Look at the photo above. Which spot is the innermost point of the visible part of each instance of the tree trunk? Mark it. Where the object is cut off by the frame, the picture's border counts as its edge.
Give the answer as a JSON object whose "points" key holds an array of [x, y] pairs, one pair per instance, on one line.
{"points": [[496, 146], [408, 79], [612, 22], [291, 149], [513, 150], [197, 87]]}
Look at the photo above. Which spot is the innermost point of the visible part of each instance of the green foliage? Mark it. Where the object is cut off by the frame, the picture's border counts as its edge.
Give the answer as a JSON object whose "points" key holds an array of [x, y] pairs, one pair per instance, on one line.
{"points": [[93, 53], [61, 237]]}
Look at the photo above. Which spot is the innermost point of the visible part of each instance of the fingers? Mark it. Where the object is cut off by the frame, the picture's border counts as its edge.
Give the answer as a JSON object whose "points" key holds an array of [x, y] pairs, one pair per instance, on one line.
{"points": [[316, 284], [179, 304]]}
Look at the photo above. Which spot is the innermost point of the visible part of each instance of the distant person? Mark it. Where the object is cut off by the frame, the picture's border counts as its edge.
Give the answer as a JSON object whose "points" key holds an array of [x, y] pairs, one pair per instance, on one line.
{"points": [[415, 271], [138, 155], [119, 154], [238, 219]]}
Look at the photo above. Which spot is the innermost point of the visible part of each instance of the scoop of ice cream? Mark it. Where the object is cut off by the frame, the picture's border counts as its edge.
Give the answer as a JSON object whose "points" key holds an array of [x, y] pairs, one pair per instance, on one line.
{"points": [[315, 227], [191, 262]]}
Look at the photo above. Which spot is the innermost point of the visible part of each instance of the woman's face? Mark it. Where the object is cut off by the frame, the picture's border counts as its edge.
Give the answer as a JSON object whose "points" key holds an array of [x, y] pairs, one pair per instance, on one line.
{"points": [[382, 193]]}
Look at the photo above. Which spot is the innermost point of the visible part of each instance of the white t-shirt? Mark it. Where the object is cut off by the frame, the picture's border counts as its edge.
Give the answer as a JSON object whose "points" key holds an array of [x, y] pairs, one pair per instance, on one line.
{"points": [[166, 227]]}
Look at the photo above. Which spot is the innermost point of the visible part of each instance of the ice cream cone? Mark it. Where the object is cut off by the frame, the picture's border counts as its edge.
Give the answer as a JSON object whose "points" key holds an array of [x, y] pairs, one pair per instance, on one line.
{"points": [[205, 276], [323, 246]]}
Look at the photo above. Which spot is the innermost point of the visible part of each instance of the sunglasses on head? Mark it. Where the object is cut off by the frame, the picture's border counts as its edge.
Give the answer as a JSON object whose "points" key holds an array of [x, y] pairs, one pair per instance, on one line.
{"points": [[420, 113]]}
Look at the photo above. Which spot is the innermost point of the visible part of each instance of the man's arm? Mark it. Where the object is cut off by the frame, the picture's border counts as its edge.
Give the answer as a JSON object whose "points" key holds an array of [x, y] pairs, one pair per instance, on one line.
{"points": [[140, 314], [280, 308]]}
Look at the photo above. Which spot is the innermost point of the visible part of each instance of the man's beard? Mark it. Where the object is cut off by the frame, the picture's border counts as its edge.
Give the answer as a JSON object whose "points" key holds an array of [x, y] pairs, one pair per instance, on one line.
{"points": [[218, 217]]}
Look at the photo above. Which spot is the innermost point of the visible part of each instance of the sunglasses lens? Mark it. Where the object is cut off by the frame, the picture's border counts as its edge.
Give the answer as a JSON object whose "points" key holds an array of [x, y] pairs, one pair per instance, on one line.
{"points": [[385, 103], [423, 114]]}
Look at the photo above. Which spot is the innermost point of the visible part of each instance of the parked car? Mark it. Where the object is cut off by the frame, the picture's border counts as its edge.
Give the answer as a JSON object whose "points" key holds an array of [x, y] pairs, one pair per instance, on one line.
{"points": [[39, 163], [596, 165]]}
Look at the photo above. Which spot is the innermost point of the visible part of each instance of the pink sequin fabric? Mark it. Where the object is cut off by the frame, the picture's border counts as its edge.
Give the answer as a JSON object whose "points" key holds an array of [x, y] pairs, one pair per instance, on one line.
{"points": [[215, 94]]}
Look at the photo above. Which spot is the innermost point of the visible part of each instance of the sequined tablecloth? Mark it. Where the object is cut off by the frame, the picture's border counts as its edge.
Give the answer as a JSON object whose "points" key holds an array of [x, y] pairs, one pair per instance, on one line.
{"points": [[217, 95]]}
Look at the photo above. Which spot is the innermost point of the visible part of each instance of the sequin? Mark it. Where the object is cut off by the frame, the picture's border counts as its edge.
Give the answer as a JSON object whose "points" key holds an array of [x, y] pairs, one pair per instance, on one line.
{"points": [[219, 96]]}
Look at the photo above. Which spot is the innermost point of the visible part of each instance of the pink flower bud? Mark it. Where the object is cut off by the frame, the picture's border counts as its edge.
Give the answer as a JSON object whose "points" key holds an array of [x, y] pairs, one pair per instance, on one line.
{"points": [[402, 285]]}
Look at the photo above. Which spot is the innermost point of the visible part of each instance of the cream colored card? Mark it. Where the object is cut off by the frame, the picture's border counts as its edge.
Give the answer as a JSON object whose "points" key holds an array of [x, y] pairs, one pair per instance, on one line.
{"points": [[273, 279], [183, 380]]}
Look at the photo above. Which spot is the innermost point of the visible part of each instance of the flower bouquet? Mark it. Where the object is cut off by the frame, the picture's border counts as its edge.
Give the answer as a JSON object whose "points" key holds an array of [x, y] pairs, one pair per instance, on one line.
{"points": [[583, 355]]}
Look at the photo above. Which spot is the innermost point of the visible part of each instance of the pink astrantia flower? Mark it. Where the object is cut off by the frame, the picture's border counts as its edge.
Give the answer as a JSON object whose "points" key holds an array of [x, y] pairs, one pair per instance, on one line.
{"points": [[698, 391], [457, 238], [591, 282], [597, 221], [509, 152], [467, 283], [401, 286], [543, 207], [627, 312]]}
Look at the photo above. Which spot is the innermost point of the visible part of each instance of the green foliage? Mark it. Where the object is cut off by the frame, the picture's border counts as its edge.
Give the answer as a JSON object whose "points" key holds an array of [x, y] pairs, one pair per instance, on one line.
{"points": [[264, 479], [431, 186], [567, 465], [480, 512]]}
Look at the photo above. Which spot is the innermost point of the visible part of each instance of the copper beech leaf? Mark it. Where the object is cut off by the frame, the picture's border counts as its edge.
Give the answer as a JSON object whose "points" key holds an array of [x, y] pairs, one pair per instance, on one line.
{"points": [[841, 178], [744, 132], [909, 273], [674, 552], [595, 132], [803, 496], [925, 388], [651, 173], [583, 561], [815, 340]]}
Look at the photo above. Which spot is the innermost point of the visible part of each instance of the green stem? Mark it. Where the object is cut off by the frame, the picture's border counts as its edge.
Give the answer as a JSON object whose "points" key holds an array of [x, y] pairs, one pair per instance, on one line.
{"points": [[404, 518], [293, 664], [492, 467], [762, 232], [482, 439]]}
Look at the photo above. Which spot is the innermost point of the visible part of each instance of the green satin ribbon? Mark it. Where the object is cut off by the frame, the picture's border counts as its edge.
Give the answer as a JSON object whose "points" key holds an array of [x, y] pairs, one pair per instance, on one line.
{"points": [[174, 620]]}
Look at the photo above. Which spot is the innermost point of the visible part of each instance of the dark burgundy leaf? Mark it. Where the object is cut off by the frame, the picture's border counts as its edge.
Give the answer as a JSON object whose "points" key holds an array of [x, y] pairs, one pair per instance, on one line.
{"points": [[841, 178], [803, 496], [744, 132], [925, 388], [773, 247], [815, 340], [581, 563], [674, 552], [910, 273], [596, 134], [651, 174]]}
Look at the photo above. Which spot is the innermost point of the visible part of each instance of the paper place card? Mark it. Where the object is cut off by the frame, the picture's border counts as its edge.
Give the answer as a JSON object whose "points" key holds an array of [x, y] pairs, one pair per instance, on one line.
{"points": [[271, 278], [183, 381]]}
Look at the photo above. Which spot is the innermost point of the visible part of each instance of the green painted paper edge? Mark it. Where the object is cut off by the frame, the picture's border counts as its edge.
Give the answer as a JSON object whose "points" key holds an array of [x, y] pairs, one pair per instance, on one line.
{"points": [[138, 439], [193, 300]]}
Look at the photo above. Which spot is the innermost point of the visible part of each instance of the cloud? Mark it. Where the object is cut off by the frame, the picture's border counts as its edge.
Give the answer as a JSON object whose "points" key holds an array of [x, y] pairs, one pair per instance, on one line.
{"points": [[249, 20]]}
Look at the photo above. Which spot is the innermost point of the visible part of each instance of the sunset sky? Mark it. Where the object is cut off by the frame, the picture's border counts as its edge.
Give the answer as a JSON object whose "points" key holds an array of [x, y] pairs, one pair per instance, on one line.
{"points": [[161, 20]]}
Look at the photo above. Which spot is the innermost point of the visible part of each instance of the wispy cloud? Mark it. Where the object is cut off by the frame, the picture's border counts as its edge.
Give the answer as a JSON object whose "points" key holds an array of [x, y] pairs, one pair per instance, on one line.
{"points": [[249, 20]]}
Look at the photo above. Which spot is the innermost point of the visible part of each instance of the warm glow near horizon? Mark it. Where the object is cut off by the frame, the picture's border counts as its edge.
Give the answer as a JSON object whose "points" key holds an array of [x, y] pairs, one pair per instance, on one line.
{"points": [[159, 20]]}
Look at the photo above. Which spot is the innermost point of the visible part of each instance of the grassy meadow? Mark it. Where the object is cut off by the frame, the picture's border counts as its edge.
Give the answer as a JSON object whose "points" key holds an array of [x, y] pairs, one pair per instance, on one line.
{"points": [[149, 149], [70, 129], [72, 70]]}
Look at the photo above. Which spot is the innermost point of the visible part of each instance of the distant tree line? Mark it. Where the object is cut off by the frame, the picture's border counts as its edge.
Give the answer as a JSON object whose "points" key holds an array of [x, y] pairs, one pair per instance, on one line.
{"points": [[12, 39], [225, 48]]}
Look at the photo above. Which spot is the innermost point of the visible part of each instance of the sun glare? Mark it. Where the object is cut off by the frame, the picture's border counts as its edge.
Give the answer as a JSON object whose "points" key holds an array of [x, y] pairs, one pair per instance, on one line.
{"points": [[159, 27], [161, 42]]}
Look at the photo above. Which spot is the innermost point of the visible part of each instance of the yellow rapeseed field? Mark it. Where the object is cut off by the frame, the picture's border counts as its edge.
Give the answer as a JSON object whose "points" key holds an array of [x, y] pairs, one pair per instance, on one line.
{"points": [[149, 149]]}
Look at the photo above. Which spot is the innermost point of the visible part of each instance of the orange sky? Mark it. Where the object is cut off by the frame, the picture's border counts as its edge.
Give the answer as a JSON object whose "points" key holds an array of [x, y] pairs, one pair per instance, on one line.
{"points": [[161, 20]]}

WHAT IS REQUIRED>
Rescale the lines above, from the one containing "of the yellow" through the end of the lines, and give them again with the requests included. Multiply every point coordinate in the answers by 1.3 and round to whole numbers, with halves rounding up.

ANSWER TO THIS EXERCISE>
Look at the photo above. Which spot is the innermost point of the visible part of each instance of the yellow rapeseed field? Mark it. Where the object is cut off by the frame, the picture's border counts as its edge.
Give the answer as a JSON object whose "points" key holds an array of [x, y] pairs, one pair per instance, on one line.
{"points": [[194, 194]]}
Look at the photo above. Which spot is the innermost point of the visible part of each instance of the orange sky? Mark it. Where the object is cut off by the frame, the picture's border counts as its edge.
Give the answer as a JSON object whose "points" key holds an array of [x, y] pairs, one pair per instance, on one line.
{"points": [[209, 26]]}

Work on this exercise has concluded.